**Records from a collection**
** BEGIN **

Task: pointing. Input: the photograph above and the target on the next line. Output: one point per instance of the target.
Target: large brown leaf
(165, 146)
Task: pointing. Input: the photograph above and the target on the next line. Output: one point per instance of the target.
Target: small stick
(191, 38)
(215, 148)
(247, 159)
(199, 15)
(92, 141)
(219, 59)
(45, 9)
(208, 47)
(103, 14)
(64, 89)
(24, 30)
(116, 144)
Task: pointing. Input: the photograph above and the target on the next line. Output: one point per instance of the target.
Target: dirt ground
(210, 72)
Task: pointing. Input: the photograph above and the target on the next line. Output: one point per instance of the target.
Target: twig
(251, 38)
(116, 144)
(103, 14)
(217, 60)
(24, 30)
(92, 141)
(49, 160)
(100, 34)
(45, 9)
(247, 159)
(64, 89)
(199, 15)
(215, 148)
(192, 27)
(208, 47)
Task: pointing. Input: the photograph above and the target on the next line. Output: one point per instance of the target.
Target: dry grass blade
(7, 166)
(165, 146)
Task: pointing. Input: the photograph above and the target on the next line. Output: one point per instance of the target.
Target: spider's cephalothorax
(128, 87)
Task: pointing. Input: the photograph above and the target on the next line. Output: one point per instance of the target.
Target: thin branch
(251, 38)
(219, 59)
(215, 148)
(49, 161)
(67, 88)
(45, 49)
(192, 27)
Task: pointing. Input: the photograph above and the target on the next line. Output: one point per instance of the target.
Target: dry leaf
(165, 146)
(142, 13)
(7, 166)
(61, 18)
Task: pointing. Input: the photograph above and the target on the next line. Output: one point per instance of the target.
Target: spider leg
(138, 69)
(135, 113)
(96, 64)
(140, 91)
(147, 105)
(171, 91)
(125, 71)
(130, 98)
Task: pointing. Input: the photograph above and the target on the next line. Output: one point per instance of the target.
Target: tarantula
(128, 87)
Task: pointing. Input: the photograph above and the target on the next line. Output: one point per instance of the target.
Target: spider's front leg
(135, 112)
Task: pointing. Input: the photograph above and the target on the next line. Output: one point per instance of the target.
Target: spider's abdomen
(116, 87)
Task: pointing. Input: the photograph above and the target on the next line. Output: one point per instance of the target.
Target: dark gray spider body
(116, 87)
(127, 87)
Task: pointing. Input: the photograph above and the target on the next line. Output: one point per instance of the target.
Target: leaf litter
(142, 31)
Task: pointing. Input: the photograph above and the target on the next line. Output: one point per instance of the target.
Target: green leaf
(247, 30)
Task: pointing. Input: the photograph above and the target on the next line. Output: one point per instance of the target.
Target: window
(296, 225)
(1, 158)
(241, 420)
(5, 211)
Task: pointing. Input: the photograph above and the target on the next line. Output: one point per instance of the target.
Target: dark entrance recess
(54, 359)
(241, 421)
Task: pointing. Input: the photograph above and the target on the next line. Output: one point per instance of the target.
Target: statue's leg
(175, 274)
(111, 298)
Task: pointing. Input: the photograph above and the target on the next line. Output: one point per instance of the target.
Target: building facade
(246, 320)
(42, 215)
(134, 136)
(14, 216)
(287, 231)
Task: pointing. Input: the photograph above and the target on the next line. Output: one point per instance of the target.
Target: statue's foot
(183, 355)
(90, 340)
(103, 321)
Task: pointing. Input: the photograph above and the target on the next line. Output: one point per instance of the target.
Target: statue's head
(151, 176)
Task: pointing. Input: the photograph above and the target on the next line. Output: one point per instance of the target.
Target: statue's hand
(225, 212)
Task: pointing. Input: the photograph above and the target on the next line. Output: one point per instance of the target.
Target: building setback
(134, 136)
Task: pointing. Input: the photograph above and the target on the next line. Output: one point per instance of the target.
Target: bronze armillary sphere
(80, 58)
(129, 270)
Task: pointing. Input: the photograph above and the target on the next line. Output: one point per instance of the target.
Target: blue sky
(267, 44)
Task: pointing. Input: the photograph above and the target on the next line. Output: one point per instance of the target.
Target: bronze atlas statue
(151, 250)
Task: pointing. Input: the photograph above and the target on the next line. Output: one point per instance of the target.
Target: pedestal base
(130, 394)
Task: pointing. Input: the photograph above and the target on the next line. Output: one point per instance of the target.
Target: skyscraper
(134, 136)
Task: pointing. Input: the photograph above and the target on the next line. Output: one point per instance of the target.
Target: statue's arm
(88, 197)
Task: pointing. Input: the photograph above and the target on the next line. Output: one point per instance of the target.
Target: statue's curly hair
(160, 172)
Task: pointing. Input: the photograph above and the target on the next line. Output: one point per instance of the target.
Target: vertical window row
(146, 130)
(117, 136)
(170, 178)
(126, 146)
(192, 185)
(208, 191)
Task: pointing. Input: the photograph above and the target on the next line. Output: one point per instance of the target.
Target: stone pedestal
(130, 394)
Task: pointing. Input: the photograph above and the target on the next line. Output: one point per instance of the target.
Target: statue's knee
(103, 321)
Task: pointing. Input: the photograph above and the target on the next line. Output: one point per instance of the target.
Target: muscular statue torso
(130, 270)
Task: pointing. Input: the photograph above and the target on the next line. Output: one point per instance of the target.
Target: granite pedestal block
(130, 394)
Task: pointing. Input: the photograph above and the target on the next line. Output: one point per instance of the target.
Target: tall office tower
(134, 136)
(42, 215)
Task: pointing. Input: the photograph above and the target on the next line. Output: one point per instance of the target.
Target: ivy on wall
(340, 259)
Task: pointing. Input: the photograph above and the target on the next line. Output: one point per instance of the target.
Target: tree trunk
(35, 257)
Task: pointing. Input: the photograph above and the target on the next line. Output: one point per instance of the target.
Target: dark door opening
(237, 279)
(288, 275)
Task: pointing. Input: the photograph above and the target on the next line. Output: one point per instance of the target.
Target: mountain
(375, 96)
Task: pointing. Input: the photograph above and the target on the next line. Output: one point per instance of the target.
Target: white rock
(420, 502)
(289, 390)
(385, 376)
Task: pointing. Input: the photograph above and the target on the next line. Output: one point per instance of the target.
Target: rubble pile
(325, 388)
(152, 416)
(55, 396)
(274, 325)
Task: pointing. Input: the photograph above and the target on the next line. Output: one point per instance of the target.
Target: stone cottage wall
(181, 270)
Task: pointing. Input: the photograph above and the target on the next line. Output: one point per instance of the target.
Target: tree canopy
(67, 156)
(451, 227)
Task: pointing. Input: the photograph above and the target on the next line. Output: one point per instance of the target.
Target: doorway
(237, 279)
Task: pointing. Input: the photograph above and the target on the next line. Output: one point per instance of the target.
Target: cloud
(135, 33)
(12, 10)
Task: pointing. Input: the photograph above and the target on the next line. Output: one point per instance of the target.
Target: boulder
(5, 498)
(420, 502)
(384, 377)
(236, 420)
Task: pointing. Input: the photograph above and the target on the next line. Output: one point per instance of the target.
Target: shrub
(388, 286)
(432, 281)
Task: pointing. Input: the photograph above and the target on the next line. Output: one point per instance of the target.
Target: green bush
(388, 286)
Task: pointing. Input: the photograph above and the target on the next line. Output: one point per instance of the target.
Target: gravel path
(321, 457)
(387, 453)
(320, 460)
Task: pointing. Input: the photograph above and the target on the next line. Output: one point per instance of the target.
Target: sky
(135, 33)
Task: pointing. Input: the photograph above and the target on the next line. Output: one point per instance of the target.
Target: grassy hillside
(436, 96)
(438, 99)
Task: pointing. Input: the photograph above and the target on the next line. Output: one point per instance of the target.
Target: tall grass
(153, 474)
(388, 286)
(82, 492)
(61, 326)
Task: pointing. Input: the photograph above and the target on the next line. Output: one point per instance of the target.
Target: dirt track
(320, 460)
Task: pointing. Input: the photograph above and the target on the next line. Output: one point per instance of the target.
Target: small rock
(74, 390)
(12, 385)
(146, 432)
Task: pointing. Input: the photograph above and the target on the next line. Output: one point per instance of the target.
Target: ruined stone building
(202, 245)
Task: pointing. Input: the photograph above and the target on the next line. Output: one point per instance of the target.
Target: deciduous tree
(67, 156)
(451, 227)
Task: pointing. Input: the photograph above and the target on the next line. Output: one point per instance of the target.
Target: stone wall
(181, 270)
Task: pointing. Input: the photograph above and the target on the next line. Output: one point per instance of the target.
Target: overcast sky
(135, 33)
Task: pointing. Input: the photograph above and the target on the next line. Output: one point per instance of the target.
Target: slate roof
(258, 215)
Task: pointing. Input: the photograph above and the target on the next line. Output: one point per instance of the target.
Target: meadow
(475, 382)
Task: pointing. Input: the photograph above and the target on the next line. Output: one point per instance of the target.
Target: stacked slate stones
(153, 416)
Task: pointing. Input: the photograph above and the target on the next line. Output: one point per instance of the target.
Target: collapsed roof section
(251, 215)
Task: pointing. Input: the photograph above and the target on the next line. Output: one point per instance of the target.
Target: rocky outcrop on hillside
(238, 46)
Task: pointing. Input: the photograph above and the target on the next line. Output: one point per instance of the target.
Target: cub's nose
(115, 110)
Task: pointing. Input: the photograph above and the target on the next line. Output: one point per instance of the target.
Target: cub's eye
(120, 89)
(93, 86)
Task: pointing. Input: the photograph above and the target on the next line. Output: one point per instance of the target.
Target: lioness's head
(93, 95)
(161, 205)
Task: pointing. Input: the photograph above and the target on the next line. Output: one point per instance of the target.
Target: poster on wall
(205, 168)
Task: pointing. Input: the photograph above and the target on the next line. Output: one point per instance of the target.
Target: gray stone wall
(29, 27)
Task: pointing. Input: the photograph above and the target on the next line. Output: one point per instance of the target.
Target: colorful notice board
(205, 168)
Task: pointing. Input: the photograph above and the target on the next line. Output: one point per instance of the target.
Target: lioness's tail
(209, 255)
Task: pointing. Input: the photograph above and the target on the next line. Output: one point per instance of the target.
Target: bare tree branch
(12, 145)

** END **

**The exercise**
Copy out each line of the data above that contains the string "dirt", treating uppercase and lowercase as distinct.

**Result of this task**
Target: dirt ground
Target: dirt track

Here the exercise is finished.